● EXERCISE OBJECTIVE: Copy the entries from the line holding "Phrase -- night sky" through the end of the entries, both included, leaving out the pictures. Multiply every point coordinate in the answers by 0.3 and round to whole numbers, with halves rounded up.

● RECORDS PROVIDED:
-- start --
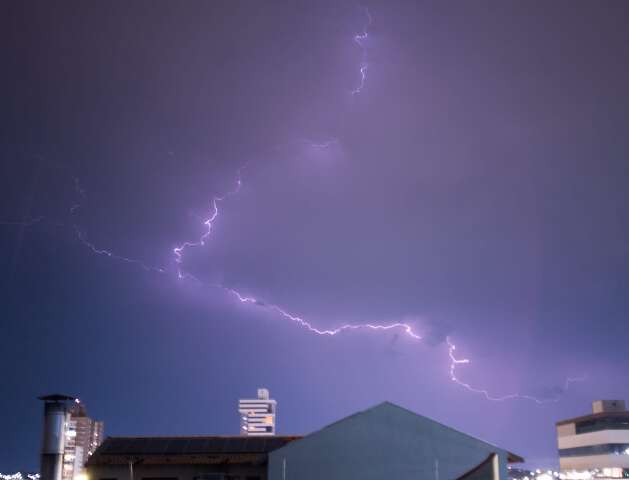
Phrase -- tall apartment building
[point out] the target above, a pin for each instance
(82, 436)
(257, 416)
(596, 442)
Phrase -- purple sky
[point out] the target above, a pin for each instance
(475, 188)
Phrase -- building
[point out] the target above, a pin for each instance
(82, 436)
(380, 443)
(597, 443)
(385, 442)
(257, 416)
(69, 438)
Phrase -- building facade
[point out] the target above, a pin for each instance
(257, 416)
(597, 443)
(183, 458)
(82, 436)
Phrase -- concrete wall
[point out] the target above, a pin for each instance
(385, 442)
(181, 472)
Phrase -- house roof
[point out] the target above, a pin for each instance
(511, 457)
(195, 449)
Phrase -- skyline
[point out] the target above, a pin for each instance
(311, 209)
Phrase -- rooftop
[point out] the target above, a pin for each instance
(194, 449)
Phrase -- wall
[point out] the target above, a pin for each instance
(181, 472)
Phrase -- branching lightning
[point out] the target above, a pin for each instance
(360, 40)
(179, 251)
(208, 223)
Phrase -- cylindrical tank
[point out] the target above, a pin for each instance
(53, 441)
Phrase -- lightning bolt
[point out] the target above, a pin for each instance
(360, 40)
(179, 251)
(403, 327)
(454, 362)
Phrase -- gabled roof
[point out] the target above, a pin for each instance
(55, 397)
(194, 449)
(511, 457)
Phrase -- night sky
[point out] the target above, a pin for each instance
(475, 188)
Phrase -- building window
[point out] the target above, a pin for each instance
(607, 423)
(605, 449)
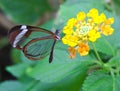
-- end --
● REPLY:
Phrase -- night sky
[point out] the target above, a pin for each instance
(143, 56)
Phrase -- building window
[point out] the target above, a pin for each instance
(182, 127)
(182, 135)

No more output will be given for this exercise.